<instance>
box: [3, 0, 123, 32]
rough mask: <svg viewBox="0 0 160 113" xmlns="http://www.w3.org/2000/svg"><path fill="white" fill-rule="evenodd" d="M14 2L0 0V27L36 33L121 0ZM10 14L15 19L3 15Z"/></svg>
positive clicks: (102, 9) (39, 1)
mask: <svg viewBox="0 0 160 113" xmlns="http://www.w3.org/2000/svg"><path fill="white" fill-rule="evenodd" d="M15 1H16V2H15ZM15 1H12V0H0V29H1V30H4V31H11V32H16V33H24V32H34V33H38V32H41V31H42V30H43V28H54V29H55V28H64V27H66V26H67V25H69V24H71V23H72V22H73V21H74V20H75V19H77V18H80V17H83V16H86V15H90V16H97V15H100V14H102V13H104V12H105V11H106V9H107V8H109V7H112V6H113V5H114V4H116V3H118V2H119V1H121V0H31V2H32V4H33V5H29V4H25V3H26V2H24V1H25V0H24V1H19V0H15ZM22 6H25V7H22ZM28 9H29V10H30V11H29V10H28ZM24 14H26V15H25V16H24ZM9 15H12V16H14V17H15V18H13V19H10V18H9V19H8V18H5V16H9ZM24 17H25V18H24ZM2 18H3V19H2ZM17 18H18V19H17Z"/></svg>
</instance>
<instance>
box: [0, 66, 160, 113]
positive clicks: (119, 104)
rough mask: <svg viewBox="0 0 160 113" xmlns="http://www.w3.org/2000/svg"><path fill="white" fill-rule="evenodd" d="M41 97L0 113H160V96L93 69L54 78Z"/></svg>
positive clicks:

□ □ □ □ □

WHAT IS NEEDED:
Each line in the data that holds the word "rough" must be copied.

SOLUTION:
rough mask: <svg viewBox="0 0 160 113" xmlns="http://www.w3.org/2000/svg"><path fill="white" fill-rule="evenodd" d="M14 2L0 0V27L36 33L121 0ZM10 14L15 19L3 15Z"/></svg>
rough mask: <svg viewBox="0 0 160 113" xmlns="http://www.w3.org/2000/svg"><path fill="white" fill-rule="evenodd" d="M41 97L0 113H160V96L93 69L54 78Z"/></svg>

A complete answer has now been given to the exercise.